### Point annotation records
-=-=-=-=-

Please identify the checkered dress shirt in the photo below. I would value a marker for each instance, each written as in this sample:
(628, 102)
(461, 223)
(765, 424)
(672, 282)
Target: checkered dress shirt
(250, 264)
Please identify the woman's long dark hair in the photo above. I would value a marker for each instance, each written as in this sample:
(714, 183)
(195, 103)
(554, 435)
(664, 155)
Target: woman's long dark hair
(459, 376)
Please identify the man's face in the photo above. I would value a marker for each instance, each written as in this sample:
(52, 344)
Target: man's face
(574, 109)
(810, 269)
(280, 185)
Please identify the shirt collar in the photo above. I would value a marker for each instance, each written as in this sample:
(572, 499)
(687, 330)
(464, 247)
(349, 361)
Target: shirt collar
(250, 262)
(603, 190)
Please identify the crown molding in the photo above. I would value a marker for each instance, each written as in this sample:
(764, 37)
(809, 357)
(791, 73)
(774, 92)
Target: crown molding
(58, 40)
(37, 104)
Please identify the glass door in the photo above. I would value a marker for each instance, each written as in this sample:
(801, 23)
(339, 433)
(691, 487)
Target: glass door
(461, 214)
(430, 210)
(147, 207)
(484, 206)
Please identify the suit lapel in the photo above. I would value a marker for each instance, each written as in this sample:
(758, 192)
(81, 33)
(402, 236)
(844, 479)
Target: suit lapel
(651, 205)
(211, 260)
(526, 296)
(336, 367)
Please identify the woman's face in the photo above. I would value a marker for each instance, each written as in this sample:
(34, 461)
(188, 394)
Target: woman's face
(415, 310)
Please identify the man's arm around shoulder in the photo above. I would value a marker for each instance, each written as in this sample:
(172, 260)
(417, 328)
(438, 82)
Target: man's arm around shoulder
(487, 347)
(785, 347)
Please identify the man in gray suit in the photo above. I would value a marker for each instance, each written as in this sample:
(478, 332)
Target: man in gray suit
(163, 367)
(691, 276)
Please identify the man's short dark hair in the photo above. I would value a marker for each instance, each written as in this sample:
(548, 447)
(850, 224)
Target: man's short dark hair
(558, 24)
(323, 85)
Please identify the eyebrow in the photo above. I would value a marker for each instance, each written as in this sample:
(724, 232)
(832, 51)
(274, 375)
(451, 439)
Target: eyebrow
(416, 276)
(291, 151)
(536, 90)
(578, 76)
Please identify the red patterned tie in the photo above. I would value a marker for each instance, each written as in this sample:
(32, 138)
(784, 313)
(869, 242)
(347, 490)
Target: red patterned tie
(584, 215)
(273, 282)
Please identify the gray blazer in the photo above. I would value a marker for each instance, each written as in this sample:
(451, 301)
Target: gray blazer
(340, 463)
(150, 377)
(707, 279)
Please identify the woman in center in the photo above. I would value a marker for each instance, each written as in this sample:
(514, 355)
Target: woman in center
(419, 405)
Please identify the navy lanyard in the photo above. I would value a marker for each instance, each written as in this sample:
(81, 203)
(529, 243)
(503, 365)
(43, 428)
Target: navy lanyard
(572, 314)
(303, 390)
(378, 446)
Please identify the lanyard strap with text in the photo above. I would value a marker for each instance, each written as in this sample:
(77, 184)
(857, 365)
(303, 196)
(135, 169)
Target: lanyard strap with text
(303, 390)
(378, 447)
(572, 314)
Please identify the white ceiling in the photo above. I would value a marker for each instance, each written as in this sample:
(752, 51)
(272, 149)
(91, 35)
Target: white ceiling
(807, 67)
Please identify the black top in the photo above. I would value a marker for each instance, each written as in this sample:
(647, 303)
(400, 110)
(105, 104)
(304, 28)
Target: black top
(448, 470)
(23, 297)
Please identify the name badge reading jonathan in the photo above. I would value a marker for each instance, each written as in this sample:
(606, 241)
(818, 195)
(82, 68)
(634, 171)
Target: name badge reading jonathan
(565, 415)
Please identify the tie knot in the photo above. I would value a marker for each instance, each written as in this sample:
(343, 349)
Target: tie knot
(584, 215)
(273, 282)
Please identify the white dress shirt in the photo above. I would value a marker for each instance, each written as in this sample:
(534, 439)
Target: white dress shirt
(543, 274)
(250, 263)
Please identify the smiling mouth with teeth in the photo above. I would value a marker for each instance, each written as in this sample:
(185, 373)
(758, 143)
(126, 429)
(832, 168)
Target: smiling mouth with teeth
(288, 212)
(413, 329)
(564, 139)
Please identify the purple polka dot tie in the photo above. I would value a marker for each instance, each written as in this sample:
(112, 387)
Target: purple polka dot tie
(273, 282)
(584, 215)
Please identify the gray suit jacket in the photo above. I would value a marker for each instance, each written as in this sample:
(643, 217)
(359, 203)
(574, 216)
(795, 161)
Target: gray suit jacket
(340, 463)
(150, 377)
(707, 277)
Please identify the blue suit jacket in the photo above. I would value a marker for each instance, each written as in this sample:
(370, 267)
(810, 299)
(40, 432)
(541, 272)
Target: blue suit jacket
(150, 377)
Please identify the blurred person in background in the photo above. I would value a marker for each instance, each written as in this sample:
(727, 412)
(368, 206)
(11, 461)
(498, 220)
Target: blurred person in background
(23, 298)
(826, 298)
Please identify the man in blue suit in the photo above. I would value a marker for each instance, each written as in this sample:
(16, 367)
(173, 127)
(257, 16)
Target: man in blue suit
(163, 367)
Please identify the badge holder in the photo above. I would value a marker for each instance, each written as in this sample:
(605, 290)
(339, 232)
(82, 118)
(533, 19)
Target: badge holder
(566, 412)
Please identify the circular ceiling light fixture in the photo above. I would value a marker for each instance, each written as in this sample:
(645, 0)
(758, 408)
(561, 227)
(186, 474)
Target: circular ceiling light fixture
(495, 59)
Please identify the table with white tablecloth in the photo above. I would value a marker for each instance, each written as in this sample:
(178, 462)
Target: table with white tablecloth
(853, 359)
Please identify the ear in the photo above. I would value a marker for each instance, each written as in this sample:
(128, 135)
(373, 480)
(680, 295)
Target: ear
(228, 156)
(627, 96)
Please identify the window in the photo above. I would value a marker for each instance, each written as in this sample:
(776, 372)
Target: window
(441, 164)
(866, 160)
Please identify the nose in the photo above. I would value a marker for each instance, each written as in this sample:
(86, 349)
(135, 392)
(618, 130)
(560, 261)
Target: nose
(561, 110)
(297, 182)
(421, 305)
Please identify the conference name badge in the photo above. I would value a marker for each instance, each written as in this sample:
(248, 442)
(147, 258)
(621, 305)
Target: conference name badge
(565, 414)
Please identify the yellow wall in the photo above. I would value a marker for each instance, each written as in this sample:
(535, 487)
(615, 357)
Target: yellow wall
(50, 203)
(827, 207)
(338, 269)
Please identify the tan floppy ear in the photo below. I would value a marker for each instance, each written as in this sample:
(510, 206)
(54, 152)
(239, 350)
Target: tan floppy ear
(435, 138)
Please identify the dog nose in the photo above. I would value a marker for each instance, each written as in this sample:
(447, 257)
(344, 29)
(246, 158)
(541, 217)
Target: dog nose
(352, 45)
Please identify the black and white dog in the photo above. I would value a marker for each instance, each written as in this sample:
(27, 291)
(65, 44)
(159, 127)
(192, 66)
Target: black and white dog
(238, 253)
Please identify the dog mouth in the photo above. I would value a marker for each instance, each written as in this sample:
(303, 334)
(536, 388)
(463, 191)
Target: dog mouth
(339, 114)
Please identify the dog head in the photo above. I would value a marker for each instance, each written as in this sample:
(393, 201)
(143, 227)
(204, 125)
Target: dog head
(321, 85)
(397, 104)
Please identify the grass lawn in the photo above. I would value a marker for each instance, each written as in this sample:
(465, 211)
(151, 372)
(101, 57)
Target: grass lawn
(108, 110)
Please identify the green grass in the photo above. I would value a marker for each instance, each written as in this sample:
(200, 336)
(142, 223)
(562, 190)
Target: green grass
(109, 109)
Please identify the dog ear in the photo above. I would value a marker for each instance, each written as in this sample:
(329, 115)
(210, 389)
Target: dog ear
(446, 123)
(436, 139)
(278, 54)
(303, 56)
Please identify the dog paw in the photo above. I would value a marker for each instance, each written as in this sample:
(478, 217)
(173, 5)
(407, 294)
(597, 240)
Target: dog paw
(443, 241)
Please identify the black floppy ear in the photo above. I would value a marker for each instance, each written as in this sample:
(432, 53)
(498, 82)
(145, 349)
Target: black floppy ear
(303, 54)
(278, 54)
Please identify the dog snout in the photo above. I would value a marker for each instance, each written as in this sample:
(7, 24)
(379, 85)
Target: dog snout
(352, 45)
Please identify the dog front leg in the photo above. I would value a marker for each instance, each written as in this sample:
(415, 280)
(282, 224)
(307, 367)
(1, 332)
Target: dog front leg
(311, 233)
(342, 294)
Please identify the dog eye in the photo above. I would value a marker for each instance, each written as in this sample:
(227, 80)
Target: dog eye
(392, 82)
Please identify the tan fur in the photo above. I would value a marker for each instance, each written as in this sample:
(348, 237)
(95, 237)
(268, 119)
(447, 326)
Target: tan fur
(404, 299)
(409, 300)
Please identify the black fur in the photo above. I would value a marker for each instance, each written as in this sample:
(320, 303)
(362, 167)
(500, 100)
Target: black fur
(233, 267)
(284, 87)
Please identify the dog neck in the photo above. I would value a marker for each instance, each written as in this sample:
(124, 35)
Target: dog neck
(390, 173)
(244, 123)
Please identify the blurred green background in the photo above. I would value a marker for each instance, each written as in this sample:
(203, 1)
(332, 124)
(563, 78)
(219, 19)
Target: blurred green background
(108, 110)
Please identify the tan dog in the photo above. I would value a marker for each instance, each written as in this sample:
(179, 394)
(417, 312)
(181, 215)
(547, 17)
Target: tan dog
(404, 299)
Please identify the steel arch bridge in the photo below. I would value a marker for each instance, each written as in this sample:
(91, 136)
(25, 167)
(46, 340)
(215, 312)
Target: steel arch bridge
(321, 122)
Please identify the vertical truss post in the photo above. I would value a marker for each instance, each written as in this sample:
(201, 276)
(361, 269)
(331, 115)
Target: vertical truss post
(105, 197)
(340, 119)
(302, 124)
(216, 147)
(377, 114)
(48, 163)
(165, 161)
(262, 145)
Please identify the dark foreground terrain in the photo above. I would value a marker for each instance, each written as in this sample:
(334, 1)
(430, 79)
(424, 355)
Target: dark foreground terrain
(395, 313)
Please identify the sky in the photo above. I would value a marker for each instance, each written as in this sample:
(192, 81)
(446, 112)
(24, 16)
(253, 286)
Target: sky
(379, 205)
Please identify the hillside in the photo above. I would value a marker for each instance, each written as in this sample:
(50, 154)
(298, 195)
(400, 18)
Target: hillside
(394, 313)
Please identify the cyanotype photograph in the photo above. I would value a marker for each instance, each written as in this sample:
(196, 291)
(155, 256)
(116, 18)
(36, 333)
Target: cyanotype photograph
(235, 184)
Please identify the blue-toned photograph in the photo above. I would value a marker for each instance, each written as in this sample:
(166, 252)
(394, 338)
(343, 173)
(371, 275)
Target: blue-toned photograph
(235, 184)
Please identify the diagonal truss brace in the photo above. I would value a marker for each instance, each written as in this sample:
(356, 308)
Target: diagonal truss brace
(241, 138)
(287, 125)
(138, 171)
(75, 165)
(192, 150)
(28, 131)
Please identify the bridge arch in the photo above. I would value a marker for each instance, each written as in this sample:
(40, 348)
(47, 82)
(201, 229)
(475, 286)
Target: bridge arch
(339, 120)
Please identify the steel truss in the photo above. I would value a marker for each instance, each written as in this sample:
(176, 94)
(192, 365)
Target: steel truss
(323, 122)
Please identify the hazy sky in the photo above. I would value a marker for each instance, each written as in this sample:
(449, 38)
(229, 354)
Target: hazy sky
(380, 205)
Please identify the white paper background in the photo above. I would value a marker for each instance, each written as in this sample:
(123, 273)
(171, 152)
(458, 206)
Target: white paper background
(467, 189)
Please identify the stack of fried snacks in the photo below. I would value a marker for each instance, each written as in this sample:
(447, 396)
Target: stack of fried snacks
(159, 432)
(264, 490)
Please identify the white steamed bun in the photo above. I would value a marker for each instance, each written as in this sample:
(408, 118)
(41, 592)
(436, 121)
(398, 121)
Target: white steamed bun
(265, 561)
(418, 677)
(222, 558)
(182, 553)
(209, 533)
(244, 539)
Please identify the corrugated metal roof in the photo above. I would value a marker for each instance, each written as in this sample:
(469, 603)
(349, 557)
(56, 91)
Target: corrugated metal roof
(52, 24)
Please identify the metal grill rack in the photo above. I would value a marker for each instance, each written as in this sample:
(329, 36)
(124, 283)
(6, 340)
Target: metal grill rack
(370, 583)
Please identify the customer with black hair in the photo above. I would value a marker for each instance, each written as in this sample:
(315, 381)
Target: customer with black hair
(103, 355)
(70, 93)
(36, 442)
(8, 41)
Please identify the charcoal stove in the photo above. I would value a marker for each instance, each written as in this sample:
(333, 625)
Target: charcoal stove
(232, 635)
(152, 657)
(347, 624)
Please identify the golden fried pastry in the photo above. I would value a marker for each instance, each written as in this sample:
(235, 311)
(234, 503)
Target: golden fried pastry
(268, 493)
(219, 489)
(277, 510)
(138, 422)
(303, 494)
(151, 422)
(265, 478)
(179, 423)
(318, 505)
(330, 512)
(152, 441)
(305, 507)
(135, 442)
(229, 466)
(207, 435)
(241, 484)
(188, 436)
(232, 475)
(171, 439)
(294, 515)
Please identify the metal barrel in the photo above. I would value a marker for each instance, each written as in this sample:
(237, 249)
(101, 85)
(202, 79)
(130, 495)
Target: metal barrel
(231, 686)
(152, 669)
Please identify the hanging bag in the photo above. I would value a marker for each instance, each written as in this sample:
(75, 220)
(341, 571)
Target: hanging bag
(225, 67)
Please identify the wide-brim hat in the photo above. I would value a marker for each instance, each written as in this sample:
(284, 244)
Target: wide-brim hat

-=-=-=-=-

### STATED PROBLEM
Repeat, without changes, every line from the one that contains "Please identify the white steamed" through the final line of the data.

### ANSWER TO THIS TASK
Please identify the white steamed bun in the photo above. I would value a marker for each instance, each written as in this sample:
(408, 118)
(41, 592)
(436, 121)
(398, 121)
Target: white steamed bun
(265, 561)
(418, 677)
(222, 558)
(182, 553)
(209, 533)
(244, 539)
Please identify the corrugated metal roof in the photo above. I would value a marker for each instance, each written as in this sample:
(469, 603)
(349, 557)
(56, 91)
Target: corrugated metal roof
(52, 24)
Please identify the metal grill rack in the photo above. I would value a marker for each instance, each written as in this sample:
(329, 36)
(124, 283)
(6, 340)
Target: metal grill rack
(370, 583)
Please identify the customer with black hair in the photo above. I would value a marker for each instance, each written as in this sample:
(315, 381)
Target: customer with black hair
(103, 355)
(70, 93)
(36, 442)
(8, 41)
Please identify the charcoal stove in the photo above. I would value a marker for each instance, each written as in this sample:
(333, 625)
Target: charcoal stove
(232, 635)
(152, 657)
(347, 624)
Please identify the golden fried pastry in the photo above. I would value a marker for each instance, each written as in this sample:
(235, 311)
(234, 503)
Target: golden fried pastry
(268, 493)
(219, 489)
(277, 510)
(138, 422)
(303, 494)
(151, 422)
(265, 478)
(179, 423)
(318, 505)
(330, 512)
(152, 441)
(305, 507)
(135, 442)
(229, 466)
(207, 435)
(241, 484)
(188, 436)
(232, 475)
(171, 439)
(294, 515)
Please identify the metal barrel in the photo above. I would value a marker for each instance, each written as in this sample:
(237, 249)
(101, 85)
(202, 79)
(130, 495)
Target: metal barrel
(231, 686)
(152, 669)
Please identify the hanging bag in the photo above. I would value a marker for each instance, each written as in this sample:
(75, 220)
(341, 571)
Target: hanging bag
(225, 67)
Please identify the wide-brim hat in the photo above. I would value a marker for each instance, each written as in this sample:
(284, 244)
Target: wide-brim hat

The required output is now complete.